I heard expert developers saying they could read *Unit tests and be able to tell immediately whether they were TDD tests or not. TDD tests are richer by nature they told us because they are more tightly coupled to the code. I thought that there is potential there for senior developers to read the tests to help critique constructively and find potential weak spots. One could have a developer outside of the pair that has been working read the tests as a type of test audit or editorial review.
The emergence of a possible test smell: “If we have to look at the code to explain the program, are we missing a test?” prompted me to think of the potential for a catalog of test smells that reviewers could draw on. We look for bad “writing smells” using rules of grammar, spelling, etc. We could possibly develop something similar for using this style of review for our tests to complement the work that has already been done in the test automation area. This could involve reading the tests to find “grammatical” errors in the tests.

=======

# Exercise instructions:
1. Update the passage on reviewing TDD tests by reproducing the part that opens with "I heard expert" and closes with "or editorial review.", replacing "senior" with "lead".
2. Write what comes next in the passage on reviewing TDD tests, starting after its final sentence.
The records that follow were drawn from a separate source.

# Stored data:
=======

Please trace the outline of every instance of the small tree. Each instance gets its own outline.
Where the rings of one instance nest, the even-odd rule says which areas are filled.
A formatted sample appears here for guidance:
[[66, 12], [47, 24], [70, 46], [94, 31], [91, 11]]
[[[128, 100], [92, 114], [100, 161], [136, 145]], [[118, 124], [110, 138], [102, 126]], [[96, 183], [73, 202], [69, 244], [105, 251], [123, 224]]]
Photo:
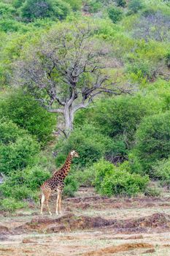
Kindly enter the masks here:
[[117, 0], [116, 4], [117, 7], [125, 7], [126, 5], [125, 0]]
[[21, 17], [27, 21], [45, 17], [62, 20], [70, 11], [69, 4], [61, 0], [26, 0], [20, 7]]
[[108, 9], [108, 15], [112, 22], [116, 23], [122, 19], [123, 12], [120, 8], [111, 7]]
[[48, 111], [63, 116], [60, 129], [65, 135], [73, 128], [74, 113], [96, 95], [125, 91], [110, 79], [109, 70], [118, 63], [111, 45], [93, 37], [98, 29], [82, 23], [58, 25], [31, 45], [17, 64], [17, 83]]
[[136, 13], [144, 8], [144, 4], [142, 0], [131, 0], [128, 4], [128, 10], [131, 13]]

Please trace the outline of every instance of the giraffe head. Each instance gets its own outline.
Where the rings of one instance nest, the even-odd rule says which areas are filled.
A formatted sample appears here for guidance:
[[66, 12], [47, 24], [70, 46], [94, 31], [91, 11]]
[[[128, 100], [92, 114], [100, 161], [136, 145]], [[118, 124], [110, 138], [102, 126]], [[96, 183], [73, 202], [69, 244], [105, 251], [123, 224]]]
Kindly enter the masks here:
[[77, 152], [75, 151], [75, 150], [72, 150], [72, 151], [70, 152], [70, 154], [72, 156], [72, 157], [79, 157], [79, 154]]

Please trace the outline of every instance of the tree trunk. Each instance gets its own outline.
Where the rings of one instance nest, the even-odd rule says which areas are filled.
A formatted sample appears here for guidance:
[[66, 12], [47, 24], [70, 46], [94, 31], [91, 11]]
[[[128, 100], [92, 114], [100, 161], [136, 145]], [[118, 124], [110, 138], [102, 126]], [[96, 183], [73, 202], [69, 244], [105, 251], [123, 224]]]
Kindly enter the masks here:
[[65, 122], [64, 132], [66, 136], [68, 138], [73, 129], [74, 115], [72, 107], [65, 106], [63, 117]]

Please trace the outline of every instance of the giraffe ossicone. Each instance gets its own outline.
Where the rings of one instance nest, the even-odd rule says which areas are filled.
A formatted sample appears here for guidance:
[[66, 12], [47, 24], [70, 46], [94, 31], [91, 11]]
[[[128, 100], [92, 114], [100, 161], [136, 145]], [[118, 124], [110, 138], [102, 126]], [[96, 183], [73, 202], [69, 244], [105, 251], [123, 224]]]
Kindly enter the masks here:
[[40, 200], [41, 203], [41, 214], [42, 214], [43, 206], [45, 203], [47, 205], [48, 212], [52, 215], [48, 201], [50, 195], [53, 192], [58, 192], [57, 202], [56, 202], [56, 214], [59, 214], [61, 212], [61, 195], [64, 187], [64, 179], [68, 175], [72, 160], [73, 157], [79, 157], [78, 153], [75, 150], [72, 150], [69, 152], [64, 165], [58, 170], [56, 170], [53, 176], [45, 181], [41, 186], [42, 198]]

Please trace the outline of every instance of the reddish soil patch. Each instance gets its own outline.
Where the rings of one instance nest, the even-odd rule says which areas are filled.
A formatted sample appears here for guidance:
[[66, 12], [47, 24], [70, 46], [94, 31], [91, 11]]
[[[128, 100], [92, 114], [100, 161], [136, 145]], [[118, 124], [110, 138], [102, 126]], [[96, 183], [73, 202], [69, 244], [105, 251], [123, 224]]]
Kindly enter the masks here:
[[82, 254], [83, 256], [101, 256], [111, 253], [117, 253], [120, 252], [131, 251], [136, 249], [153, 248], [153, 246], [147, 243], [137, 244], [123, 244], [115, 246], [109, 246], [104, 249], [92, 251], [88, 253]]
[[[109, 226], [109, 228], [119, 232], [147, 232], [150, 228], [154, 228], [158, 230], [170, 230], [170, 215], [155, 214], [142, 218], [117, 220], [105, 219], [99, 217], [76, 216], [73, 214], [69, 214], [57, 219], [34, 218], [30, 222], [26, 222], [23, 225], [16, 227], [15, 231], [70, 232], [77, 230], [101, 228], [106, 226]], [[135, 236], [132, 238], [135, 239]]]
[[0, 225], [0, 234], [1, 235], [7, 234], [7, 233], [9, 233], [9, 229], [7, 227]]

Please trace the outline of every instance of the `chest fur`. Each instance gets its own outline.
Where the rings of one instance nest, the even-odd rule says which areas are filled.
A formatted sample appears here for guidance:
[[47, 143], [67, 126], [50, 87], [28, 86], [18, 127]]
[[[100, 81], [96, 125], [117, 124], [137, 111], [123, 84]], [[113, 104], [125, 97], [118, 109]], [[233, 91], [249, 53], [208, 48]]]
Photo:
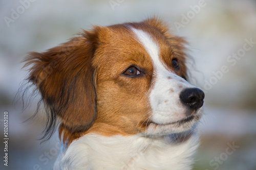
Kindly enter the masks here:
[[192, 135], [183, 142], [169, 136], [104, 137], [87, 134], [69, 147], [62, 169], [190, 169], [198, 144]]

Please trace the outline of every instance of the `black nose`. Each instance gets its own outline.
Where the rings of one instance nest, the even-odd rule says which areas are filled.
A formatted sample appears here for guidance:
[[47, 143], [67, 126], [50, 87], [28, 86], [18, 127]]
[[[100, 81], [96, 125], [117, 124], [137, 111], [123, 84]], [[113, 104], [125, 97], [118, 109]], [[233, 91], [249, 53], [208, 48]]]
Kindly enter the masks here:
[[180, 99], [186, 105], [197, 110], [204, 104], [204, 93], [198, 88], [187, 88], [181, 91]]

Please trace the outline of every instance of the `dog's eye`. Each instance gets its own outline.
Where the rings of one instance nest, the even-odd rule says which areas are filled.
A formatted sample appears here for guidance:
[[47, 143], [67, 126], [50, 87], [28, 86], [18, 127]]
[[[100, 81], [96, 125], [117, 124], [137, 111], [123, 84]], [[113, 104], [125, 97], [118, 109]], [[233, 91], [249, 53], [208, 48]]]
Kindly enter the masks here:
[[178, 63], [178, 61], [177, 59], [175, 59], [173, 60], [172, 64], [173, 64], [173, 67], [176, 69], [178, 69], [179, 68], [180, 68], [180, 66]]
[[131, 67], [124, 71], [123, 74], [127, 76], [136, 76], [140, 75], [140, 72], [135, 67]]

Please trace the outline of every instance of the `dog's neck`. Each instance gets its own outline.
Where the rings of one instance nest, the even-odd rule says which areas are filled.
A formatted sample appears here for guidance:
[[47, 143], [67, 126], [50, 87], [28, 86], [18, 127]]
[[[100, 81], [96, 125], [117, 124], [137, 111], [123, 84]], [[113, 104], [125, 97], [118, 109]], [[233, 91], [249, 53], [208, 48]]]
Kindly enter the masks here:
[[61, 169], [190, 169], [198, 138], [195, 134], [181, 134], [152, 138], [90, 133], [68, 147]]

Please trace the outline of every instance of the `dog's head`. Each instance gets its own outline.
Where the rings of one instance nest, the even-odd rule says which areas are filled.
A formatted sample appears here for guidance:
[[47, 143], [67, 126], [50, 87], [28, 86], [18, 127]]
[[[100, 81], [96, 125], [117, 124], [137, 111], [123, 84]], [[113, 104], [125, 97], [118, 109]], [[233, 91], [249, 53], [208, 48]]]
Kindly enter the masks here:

=======

# Expected outputs:
1.
I heard expert developers saying they could read *Unit tests and be able to tell immediately whether they were TDD tests or not. TDD tests are richer by nature they told us because they are more tightly coupled to the code. I thought that there is potential there for lead developers to read the tests to help critique constructively and find potential weak spots. One could have a developer outside of the pair that has been working read the tests as a type of test audit or editorial review.

2.
I still think there is a lot of potential to use tests as documentation, but it isn’t necessarily as simple as taking the tests we seem to be writing today and making them into project documentation in their original form. I encourage developers and testers to look at tests as documentation, and to think about how to use them to possibly replace wasteful documentation.

I learned a lot from the workshop, and it changed my thinking about tests as documentation. I’m personally thinking more about the “test the tests” idea than using tests as project documentation right now.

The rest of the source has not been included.